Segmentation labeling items
*****

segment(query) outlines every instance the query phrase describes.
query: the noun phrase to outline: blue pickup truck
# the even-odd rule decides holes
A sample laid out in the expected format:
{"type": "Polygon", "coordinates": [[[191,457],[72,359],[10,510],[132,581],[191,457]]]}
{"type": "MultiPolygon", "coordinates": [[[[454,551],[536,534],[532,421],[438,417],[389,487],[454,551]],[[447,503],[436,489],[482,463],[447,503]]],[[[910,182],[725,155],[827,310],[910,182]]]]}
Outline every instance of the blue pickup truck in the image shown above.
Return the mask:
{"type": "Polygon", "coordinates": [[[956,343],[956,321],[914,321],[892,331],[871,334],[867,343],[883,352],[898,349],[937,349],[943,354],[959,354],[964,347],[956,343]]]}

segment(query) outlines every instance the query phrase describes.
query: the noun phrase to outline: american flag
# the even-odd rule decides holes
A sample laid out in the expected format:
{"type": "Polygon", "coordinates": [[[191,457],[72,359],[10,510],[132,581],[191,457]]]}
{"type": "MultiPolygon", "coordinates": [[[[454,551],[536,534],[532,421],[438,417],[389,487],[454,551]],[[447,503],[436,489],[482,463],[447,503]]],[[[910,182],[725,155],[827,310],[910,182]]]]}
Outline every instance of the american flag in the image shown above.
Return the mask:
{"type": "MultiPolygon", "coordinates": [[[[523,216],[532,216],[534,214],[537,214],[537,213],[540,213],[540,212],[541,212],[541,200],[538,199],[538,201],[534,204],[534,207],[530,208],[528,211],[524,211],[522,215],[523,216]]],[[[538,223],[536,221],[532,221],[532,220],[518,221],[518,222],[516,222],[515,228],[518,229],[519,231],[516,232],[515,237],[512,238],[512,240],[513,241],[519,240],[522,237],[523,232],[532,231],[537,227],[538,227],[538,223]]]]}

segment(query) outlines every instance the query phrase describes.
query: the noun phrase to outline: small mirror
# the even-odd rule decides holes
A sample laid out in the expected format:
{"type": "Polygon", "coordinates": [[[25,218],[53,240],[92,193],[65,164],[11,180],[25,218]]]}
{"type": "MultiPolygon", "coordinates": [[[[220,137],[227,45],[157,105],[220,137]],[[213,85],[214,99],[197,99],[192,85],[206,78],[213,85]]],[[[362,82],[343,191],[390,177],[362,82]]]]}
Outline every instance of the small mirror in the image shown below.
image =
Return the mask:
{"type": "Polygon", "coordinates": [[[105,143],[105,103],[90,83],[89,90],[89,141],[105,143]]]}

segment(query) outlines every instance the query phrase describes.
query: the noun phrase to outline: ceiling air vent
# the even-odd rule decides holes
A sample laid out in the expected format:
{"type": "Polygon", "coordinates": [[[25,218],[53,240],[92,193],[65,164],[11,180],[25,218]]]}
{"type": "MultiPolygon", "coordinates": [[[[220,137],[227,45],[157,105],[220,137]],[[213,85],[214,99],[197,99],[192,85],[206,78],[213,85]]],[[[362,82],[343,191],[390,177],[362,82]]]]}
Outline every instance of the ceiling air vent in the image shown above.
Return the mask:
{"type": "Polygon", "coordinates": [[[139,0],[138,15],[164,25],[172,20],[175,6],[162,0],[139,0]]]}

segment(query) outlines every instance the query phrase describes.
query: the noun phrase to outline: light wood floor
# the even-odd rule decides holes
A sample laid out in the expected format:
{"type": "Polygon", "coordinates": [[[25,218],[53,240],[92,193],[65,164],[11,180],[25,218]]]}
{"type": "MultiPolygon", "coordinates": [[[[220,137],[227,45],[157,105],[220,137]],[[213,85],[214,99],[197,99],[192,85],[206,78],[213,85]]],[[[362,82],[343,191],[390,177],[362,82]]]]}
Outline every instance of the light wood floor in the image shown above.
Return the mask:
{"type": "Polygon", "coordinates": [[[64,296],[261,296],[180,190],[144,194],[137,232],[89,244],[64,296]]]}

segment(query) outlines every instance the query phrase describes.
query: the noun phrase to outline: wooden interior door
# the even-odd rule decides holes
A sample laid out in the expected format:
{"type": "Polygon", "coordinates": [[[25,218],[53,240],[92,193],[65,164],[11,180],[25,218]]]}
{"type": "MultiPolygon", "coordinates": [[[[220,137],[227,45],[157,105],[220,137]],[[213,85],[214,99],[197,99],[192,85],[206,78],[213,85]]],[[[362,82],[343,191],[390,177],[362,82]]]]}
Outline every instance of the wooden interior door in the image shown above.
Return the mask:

*****

What to work on → Select every line in the items above that contains the word "interior", and copy each of those lines.

Full solution →
query: the noun phrase to outline: wooden interior door
Outline every instance of the wooden interior door in the image shown above.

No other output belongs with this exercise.